Stated problem:
Reproduce the records below, swapping every occurrence of "even-odd rule" for "nonzero winding rule" and keeping all else the same. Omit the pictures.

Items from a data source
## Start

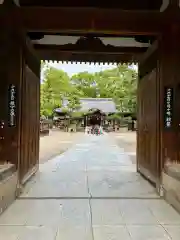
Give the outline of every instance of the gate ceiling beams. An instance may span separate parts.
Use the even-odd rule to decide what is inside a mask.
[[[20,7],[14,11],[14,17],[22,19],[25,29],[32,32],[157,35],[168,16],[159,11]]]
[[[76,53],[76,52],[58,52],[58,51],[37,51],[41,60],[47,61],[65,61],[65,62],[90,62],[90,63],[137,63],[141,54],[102,54],[102,53]]]
[[[109,51],[85,51],[64,49],[64,46],[57,45],[34,45],[38,57],[42,60],[56,61],[83,61],[83,62],[121,62],[137,63],[146,51],[146,48],[118,47],[117,52]]]

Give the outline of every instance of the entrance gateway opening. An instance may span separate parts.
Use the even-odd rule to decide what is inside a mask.
[[[40,60],[137,63],[137,171],[177,198],[166,184],[180,161],[179,23],[176,0],[1,3],[0,161],[19,188],[38,170]]]

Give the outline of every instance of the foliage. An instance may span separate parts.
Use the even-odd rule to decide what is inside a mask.
[[[42,64],[41,115],[51,116],[62,106],[71,113],[80,110],[80,98],[112,98],[119,112],[136,112],[137,72],[125,64],[111,70],[91,74],[81,72],[71,78],[62,70]]]

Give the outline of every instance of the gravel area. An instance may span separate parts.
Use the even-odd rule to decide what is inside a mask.
[[[67,133],[59,130],[52,130],[49,135],[40,137],[40,163],[44,163],[67,151],[68,148],[76,143],[83,135],[83,132]]]

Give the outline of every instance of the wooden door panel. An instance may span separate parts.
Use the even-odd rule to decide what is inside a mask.
[[[159,92],[157,70],[145,75],[139,82],[138,113],[138,170],[156,183],[159,177],[157,162],[159,138]]]

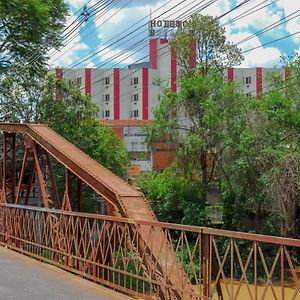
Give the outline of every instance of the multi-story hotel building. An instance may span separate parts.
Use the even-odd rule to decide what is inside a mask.
[[[56,69],[58,78],[74,80],[91,96],[99,109],[99,122],[111,126],[123,140],[131,157],[131,171],[137,173],[163,169],[173,160],[166,149],[147,149],[142,126],[153,120],[153,109],[158,105],[162,88],[169,85],[171,91],[177,91],[180,67],[167,39],[151,38],[149,57],[149,62],[122,69]],[[195,63],[196,56],[191,51],[190,67]],[[245,95],[260,99],[268,90],[268,74],[273,71],[278,69],[229,68],[224,75],[229,81],[238,82]],[[280,72],[283,78],[289,76],[288,69]]]

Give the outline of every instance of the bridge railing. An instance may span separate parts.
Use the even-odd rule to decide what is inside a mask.
[[[154,228],[174,260],[164,260],[170,252]],[[0,244],[145,299],[300,299],[295,239],[7,204],[0,205]],[[168,281],[172,272],[181,288]]]

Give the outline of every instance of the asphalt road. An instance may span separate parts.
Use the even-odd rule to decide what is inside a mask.
[[[0,300],[129,300],[64,270],[0,246]]]

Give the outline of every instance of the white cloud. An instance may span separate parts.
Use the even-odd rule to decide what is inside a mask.
[[[233,43],[238,43],[239,41],[250,36],[250,32],[242,32],[230,36],[230,41]],[[242,51],[261,46],[261,42],[258,37],[238,45]],[[279,63],[281,52],[278,48],[275,47],[260,47],[253,51],[247,52],[244,54],[245,60],[242,62],[240,67],[242,68],[251,68],[256,66],[268,66],[272,67]]]
[[[76,21],[76,17],[73,14],[71,14],[67,20],[66,27],[71,25],[74,21],[75,23],[71,26],[72,28],[76,27],[78,21]],[[88,48],[88,46],[85,43],[80,41],[79,28],[76,29],[72,37],[74,38],[72,38],[70,42],[68,42],[67,40],[68,43],[66,44],[66,46],[62,47],[60,51],[49,51],[50,68],[54,68],[57,66],[67,66],[71,64],[75,60],[79,59],[79,56],[76,54],[78,51]]]
[[[74,8],[81,8],[87,3],[87,0],[66,0],[66,2]],[[91,0],[88,4],[89,6],[91,6],[96,4],[97,2],[97,0]]]
[[[254,10],[247,12],[252,7],[255,7],[258,4],[262,4],[257,6]],[[235,21],[230,25],[232,29],[238,29],[239,31],[245,30],[247,28],[255,27],[257,30],[265,28],[266,26],[273,24],[281,19],[281,15],[278,11],[275,11],[272,6],[266,6],[266,4],[270,3],[269,1],[262,2],[261,0],[250,1],[248,5],[243,6],[239,10],[232,12],[230,14],[231,19],[238,17],[242,13],[245,12],[245,15],[242,15],[240,19]],[[264,7],[266,6],[266,7]],[[256,10],[256,11],[255,11]],[[255,12],[254,12],[255,11]],[[253,13],[251,13],[253,12]],[[251,14],[249,14],[251,13]],[[247,15],[249,14],[249,15]]]
[[[296,12],[297,10],[300,10],[300,1],[299,0],[279,0],[278,1],[278,7],[282,8],[284,10],[285,16],[288,16],[289,14]],[[292,16],[296,16],[298,13],[293,14]],[[292,17],[291,16],[291,17]],[[293,20],[286,23],[286,30],[289,33],[294,33],[300,30],[300,17],[294,18]],[[293,36],[293,40],[295,42],[300,42],[300,36],[295,35]]]
[[[132,64],[135,61],[133,52],[123,52],[122,49],[105,49],[105,46],[99,47],[99,57],[102,61],[110,61],[113,63]]]

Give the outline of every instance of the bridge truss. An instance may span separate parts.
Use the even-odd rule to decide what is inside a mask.
[[[0,245],[144,299],[300,299],[299,240],[157,222],[140,191],[47,126],[0,131]],[[107,215],[82,211],[82,185]]]

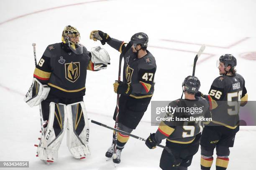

## End

Correct output:
Give the outline of every instance of the gate ceiling beams. An instance may span separate parts.
Use the nonzero winding rule to decide what is inside a mask.
[[[20,7],[14,11],[14,17],[22,19],[25,29],[32,32],[157,35],[168,16],[159,11]]]
[[[76,53],[76,52],[58,52],[58,51],[37,51],[41,60],[47,61],[65,61],[65,62],[90,62],[90,63],[137,63],[141,54],[102,54],[102,53]]]
[[[109,51],[85,51],[64,49],[64,46],[57,45],[34,45],[38,57],[42,60],[56,61],[83,61],[83,62],[121,62],[137,63],[146,51],[146,48],[118,47],[117,52]]]

Give the outline of every instance of the entrance gateway opening. An instance may span separate parts.
Use the nonzero winding rule to decide what is inside a mask.
[[[40,60],[137,63],[137,171],[177,198],[166,184],[180,161],[179,23],[176,0],[1,3],[0,161],[19,188],[38,170]]]

Give the outline of every instance of the foliage. An instance may span separate parts.
Use the nonzero winding rule to decide what is inside a mask.
[[[42,64],[41,115],[51,116],[62,106],[71,113],[80,110],[80,98],[112,98],[119,112],[136,112],[137,72],[125,64],[111,70],[91,74],[81,72],[71,78],[62,70]]]

Give the outline of every instance of the gravel area. An instance may span separate parts.
Use the nonzero winding rule to decide what is inside a mask.
[[[67,133],[59,130],[52,130],[49,135],[40,137],[40,163],[44,163],[67,151],[68,148],[76,143],[83,135],[83,132]]]

Give the outline of every instance of the wooden door panel. An instance may span separate parts.
Use the nonzero winding rule to decide what is inside a mask.
[[[159,92],[157,70],[145,75],[139,82],[138,113],[138,170],[156,183],[159,177],[157,162],[159,138]]]

Give the outline of every instance of the multi-story hotel building. An instance may span separate parts.
Use the nonzero winding rule to decide what is inside a mask.
[[[56,69],[58,78],[74,80],[91,96],[99,109],[99,122],[111,126],[123,140],[131,157],[131,171],[137,173],[163,169],[173,160],[166,149],[147,149],[142,126],[153,120],[153,109],[158,105],[162,88],[169,85],[171,91],[177,91],[180,67],[167,39],[151,38],[149,57],[149,62],[122,69]],[[195,63],[196,56],[191,51],[190,67]],[[245,95],[260,99],[268,90],[268,74],[273,71],[278,69],[229,68],[224,75],[229,81],[238,82]],[[280,72],[283,78],[289,76],[288,69]]]

Give the outline of every instance of the bridge railing. An instance may span separate parts.
Use the nonzero winding rule to decide what is inside a mask.
[[[154,228],[174,260],[164,260],[170,252]],[[0,244],[145,299],[300,299],[295,239],[7,204],[0,205]],[[168,281],[172,272],[181,288]]]

Give the outline of every instance of the asphalt road. An instance may span separate parts.
Use the nonzero winding rule to decide what is inside a mask.
[[[0,300],[129,300],[64,270],[0,246]]]

Give the outline of every instance of the white cloud. An instance may span separate parts.
Use the nonzero winding rule to decide what is inside a mask.
[[[233,43],[238,43],[239,41],[250,36],[250,32],[242,32],[230,36],[230,41]],[[242,51],[261,46],[261,42],[258,37],[238,45]],[[279,63],[281,52],[278,48],[275,47],[260,47],[253,51],[247,52],[244,54],[245,60],[242,62],[240,67],[242,68],[251,68],[256,66],[268,66],[272,67]]]
[[[76,21],[76,17],[73,14],[71,14],[67,20],[66,27],[71,25],[74,21],[75,23],[71,26],[72,28],[76,27],[78,21]],[[88,48],[88,46],[85,43],[80,41],[79,28],[76,29],[72,37],[74,38],[72,38],[70,42],[68,42],[67,40],[68,43],[66,44],[66,46],[62,47],[60,51],[49,51],[50,68],[54,68],[57,66],[67,66],[71,64],[75,60],[79,59],[79,56],[76,54],[78,51]]]
[[[74,8],[81,8],[87,3],[87,0],[66,0],[66,2]],[[91,0],[88,4],[89,6],[91,6],[96,4],[97,2],[97,0]]]
[[[254,10],[247,12],[252,7],[255,7],[258,4],[262,4],[257,6]],[[235,21],[230,25],[232,29],[238,29],[239,31],[245,30],[247,28],[255,27],[257,30],[265,28],[266,26],[273,24],[281,19],[281,15],[278,11],[275,11],[272,6],[266,6],[266,4],[270,3],[269,1],[262,2],[261,0],[250,1],[248,5],[243,6],[239,10],[232,12],[230,14],[231,19],[238,17],[242,13],[245,12],[245,15],[242,15],[240,19]],[[264,7],[266,6],[266,7]],[[256,10],[256,11],[255,11]],[[255,12],[254,12],[255,11]],[[253,13],[251,13],[253,12]],[[251,14],[249,14],[251,13]],[[247,15],[249,14],[249,15]]]
[[[296,12],[297,10],[300,10],[300,1],[299,0],[279,0],[278,1],[278,7],[282,8],[284,10],[285,16],[288,16],[289,14]],[[292,16],[296,16],[298,13],[293,14]],[[292,17],[291,16],[291,17]],[[293,20],[286,23],[286,30],[289,33],[294,33],[300,30],[300,17],[294,18]],[[293,36],[293,40],[295,42],[300,42],[300,36],[295,35]]]
[[[132,64],[135,61],[133,52],[123,52],[122,49],[105,49],[105,46],[99,47],[99,57],[102,61],[110,61],[113,63]]]

Give the outline of every instance of the bridge truss. An instance may span separate parts.
Use the nonzero winding rule to decide what is inside a mask.
[[[0,245],[144,299],[300,299],[299,240],[157,222],[140,191],[47,126],[0,131]],[[107,215],[82,211],[82,185]]]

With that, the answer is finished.